INSTRUCTIONS →
(a) Print the passage on Wagner recordings below word for word, starting at "Until recently, the" and ending at "brilliance and depth.".
(b) Answer these questions using the passage on Wagner recordings below:
(i) In what year did the LP arrive?
(ii) Whose work shaped the standards by which their successors have been judged?
(iii) Who conducted the 1945 recording of Walküre Act III?

Until recently, the phonograph literature of this music was anything but plentiful, although excerpts have long been available, including performances by some of the greatest voices ever to sing Wagner. Available today on LP transfers, the work of Frieda Leider,9 Lauritz Melchior,10 and Friedrich Schorr11 shaped the standards by which their successors have been judged. The sound of these records, advanced for their day, remains acceptable, if of limited brilliance and depth.
Yet, of all opera, this music may be the least amenable to extraction of its highlights. Such skimming certainly does violence to Wagner’s basic goal, the replacement of the succession of set pieces formerly characteristic of opera—arias, ensembles, and interludes—by an integrated and continuous flow of dramatic plot and musical development. As a result of the music’s great length and the creative nature of the works themselves, adequate representation of the Ring on records awaited the arrival of the LP in 1948. But even then, coverage was slow in coming. Though LP transfers were made of the 1935 Bruno Walter-Lotte Lehmann-Melchoir Act I of Die Walküre12 and of the 1945 Walküre Act III13 with Artur Rodzinski, Helen Traubel, and Herbert Janssen, the longest new recording in the early years of the LP was another Walküre Act III,14 this time from Bayreuth with Herbert von Karajan, Astrid Varnay, and Sigurd Björling. From Rheingold there was as yet nothing, and from Siegfried and Götterdämmerung only the very end of each opera, passages which had been obtainable in several versions on 78′s.

SUPPLIED DATA →
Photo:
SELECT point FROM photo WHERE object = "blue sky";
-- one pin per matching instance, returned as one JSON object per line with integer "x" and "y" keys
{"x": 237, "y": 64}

SOLUTIONS TO THE EXERCISE →
(a)
Until recently, the phonograph literature of this music was anything but plentiful, although excerpts have long been available, including performances by some of the greatest voices ever to sing Wagner. Available today on LP transfers, the work of Frieda Leider,9 Lauritz Melchior,10 and Friedrich Schorr11 shaped the standards by which their successors have been judged. The sound of these records, advanced for their day, remains acceptable, if of limited brilliance and depth.

(b)
(i) 1948
(ii) Frieda Leider, Lauritz Melchior, and Friedrich Schorr
(iii) Artur Rodzinski